Goal of the exercise: Every single line below has to be printed once more, exactly.

━━ Data supplied

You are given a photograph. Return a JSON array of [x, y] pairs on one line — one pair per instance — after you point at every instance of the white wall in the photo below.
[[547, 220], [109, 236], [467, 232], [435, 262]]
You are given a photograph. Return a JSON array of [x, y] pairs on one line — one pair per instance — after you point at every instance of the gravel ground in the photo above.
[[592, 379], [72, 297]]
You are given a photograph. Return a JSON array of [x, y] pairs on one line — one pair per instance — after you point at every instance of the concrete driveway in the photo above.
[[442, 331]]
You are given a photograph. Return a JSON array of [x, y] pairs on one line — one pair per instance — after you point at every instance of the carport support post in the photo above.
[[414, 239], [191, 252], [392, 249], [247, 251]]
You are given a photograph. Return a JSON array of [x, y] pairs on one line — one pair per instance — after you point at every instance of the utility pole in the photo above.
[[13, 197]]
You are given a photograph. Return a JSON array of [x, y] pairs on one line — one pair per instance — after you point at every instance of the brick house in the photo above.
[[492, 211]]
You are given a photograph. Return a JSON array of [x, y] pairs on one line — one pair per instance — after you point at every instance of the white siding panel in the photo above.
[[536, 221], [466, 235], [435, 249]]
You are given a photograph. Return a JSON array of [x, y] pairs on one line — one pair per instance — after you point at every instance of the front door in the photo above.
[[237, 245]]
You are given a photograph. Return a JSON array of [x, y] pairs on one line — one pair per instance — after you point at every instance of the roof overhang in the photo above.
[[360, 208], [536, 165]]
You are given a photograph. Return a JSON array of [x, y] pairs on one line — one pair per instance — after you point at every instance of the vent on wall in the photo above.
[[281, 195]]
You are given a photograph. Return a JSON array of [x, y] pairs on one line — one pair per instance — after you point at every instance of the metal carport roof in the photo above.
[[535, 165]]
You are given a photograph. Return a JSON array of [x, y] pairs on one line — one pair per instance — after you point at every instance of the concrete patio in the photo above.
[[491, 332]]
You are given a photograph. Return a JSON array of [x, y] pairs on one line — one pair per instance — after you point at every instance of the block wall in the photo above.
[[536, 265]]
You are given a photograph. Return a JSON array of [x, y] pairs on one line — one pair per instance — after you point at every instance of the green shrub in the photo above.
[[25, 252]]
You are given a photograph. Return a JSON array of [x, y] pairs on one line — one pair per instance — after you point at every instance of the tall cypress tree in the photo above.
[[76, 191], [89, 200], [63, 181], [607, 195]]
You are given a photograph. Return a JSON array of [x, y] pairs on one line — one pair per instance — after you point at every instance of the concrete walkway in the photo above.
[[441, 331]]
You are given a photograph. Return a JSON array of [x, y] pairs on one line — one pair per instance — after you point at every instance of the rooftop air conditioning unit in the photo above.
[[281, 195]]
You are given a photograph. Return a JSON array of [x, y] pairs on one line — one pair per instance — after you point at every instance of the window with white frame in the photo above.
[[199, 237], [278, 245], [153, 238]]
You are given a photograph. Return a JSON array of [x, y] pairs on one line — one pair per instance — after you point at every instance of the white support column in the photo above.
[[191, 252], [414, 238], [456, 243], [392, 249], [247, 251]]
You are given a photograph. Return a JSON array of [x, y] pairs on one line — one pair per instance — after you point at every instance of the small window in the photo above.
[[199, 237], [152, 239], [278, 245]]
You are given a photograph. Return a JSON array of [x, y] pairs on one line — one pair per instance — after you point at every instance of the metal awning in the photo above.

━━━━

Output below:
You are given a photograph. Return a JSON array of [x, y] pairs on one line — one pair per instance — after you point at every instance of the white wall in the photo below.
[[547, 220], [109, 236], [467, 232], [435, 262]]
You are given a photograph. Return a JSON array of [x, y] pairs on one line — one pair per instance — after you point at every instance of the gravel ground in the photo above.
[[592, 379], [72, 297]]
You are given a photograph. Return a JSON array of [x, y] pairs on one line — one pair per instance — after you point at every instance of the concrete driveway in the photo above.
[[442, 331]]
You are given a photograph. Return a JSON array of [x, y] pairs on one line — one pair per instance — after you point at every instance of the carport support post in the photo above.
[[414, 239], [191, 252], [392, 249], [247, 251]]
You are given a photograph. Return a JSON array of [x, y] pairs on one line — one pair per instance — after you point at every instance of the utility pole in the photo above.
[[13, 197]]
You are given a photograph. Return a JSON array of [x, y] pairs on one line — one pair per instance — after you point at every instance of the brick house in the photo above.
[[492, 211]]
You are given a photograph. Return a JSON array of [x, y] pairs on one line — one pair per instance — after you point at every instance of the white siding panel in the photo above.
[[536, 221], [466, 235], [435, 249]]
You are given a photograph. Return a JSON array of [x, y] pairs on one line — one pair per instance — after you point at every instance of the front door in the photo above.
[[237, 245]]
You are given a photograph. Return a JSON array of [x, y] pairs on one line — one pair per instance — after you point at every instance of the roof overhang in the photo above.
[[360, 208], [536, 165]]
You are given a photograph. Return a JSON array of [x, y] pairs on one line — one pair per instance — after you point at every instance of the vent on wall in the photo above.
[[281, 195]]
You are given a photograph. Return a JSON array of [x, y] pairs on one line — one pair per instance — after you point at every instance of the metal carport roof in the photo above.
[[535, 165]]
You are given a photograph. Return a JSON array of [x, y] pairs on one line — one pair per instance — after you point at every instance of the concrete patio in the photo above.
[[491, 332]]
You are given a photograph. Return a JSON array of [x, y] pairs on one line — one pair per instance — after you point at every instance of the block wall in the photo above.
[[536, 265]]
You are given a photograph. Return a JSON array of [x, y] pairs on one line — one pair per instance — after you point at every instance of the green shrub in the photo above.
[[25, 252]]
You are given a photograph. Return a JSON array of [x, y] pairs on one line — one pair per instance — after you point at every instance of the tall cypress tree in the photo above.
[[76, 191], [89, 200], [63, 181], [607, 195]]
You are given a photograph. Return a JSON array of [x, y] pairs on one line — one pair per instance — after you point at every instance of the concrete walkway in the photo above.
[[441, 331]]
You are given a photograph. Return a JSON array of [x, y] pairs on one line — one pair per instance — after you point at every instance of the rooftop air conditioning unit in the photo above.
[[281, 195]]
You are given a photograph. Return a JSON array of [x, y] pairs on one line — one pair per instance — after you point at every instance of the window with white frame in the photo above.
[[199, 237], [278, 245], [153, 238]]
You are given a photograph. Return a JSON array of [x, y] pairs on one line — one pair per instance — after you point at every instance of the white support column in the photo above.
[[191, 252], [414, 238], [456, 243], [392, 249], [247, 251]]
You are given a photograph. Return a JSON array of [x, y] pairs on one line — one pair per instance — after you point at every instance of the small window in the photo above.
[[199, 237], [152, 239], [278, 245]]
You are given a photograph. Return a JSON array of [x, y] pairs on one line — one pair per instance — after you point at every instance of the metal awning in the photo above.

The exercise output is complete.